- **Problem details**
Replace "rough mask" with "coarse mask" in the lines starting with the line that contains "For every <instance>" and going on through the line that contains "positive clicks: (437, 254) (435, 252)", and give back only those lines with nothing else changed.

- **Data for this task**
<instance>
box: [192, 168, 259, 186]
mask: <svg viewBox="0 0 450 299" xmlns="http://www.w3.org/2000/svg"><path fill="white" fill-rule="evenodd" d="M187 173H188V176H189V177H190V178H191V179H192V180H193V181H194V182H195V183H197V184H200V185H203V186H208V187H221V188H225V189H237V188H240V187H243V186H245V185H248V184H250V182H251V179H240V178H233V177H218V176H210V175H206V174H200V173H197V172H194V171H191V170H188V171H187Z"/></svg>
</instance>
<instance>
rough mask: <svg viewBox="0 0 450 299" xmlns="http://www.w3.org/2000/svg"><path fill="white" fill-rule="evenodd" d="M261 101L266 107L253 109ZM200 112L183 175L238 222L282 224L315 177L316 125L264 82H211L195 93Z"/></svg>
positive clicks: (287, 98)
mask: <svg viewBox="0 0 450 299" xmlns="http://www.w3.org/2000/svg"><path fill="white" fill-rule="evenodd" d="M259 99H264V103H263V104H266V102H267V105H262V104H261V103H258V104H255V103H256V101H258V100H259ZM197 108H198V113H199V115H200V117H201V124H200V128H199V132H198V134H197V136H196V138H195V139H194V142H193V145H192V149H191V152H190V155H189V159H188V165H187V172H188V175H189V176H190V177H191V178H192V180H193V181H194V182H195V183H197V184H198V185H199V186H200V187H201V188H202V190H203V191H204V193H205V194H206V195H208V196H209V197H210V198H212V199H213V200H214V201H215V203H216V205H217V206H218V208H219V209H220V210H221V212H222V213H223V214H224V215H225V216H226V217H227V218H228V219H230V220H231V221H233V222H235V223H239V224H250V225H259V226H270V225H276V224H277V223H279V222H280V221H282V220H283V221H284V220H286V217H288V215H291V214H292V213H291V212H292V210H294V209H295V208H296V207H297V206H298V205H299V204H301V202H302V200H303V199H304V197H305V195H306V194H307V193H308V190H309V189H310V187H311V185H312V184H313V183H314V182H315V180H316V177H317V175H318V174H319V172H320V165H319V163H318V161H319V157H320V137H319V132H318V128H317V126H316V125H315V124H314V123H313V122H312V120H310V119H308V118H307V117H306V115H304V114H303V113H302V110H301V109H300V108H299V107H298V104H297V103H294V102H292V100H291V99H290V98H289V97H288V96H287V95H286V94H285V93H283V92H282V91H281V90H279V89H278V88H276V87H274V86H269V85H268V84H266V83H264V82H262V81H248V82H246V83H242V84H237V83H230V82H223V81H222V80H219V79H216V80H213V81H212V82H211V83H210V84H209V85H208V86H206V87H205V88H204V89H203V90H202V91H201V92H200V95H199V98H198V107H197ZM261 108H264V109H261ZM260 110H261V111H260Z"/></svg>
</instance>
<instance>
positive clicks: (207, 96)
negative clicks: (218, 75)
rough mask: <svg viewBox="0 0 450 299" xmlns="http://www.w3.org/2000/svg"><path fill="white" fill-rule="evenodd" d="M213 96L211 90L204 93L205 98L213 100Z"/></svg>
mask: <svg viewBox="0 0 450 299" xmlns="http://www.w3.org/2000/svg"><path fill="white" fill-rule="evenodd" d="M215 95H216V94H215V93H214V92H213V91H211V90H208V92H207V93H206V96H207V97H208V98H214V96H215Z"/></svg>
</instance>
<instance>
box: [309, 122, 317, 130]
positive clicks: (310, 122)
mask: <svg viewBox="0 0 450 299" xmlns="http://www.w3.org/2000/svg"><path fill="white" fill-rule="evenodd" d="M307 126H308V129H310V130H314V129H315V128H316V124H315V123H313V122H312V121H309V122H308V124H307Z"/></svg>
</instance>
* * *
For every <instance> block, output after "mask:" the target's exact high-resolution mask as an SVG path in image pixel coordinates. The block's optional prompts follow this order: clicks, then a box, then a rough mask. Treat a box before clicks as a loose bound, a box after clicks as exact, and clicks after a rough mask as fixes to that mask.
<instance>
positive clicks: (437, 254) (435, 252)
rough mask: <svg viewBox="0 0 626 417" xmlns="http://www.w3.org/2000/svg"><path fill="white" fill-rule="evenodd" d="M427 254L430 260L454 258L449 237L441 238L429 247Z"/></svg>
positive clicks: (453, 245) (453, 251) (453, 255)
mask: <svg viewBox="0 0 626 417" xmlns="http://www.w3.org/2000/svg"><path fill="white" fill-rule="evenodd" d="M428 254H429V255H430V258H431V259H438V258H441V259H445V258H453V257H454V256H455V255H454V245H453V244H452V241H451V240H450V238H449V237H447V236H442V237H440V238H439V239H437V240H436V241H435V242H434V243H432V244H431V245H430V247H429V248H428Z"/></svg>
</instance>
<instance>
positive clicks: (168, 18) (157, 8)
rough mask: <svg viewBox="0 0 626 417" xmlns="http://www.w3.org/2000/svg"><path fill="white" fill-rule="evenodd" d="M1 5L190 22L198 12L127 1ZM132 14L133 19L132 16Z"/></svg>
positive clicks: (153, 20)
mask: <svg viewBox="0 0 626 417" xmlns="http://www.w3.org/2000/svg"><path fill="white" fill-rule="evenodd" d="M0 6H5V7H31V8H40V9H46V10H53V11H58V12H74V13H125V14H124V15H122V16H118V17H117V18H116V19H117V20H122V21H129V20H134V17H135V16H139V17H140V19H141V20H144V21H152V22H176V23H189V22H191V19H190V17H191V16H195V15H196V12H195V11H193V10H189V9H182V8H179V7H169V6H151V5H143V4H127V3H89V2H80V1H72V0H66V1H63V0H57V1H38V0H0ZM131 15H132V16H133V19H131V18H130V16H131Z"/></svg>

- **The answer**
For every <instance> block, output after "mask:" the target's exact high-resolution mask as an SVG path in image pixel coordinates. The block's optional prompts follow this order: clicks, then a box, then a coarse mask. Treat a box before clicks as a loose bound, a box after clicks as exact, and clicks after a coarse mask as fixes to that mask.
<instance>
positive clicks: (437, 254) (435, 252)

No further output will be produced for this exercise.